Dataset rows
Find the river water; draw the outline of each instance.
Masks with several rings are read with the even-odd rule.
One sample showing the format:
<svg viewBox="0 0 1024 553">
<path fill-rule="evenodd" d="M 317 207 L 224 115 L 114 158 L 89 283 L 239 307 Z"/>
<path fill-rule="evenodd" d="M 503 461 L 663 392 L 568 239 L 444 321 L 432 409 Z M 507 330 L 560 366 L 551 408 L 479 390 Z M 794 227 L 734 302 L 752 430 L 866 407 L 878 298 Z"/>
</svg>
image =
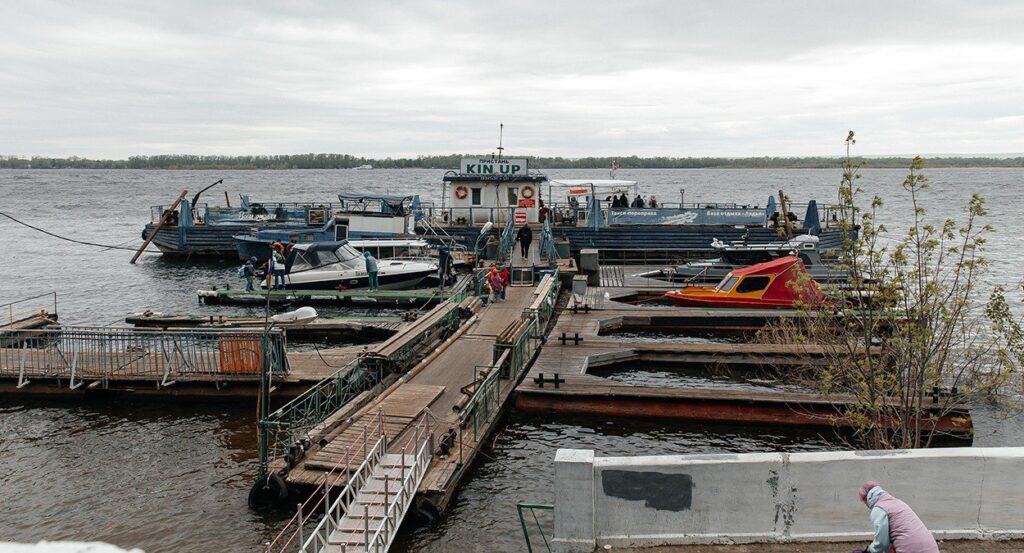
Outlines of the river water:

### Aim of the exercise
Reproduce every line of the listing above verbatim, leaving out the pictures.

### Output
Find the river water; draw the outline of each instance.
Masks with several rings are read with the even-odd rule.
One sample showing the format:
<svg viewBox="0 0 1024 553">
<path fill-rule="evenodd" d="M 317 207 L 224 115 L 114 158 L 89 283 L 239 307 Z"/>
<path fill-rule="evenodd" d="M 503 461 L 663 392 L 568 239 L 444 321 L 432 409 Z M 507 330 L 560 366 L 551 408 L 479 390 Z M 794 227 L 734 302 L 752 430 L 866 407 L 878 298 Z"/>
</svg>
image =
Outlines of the river water:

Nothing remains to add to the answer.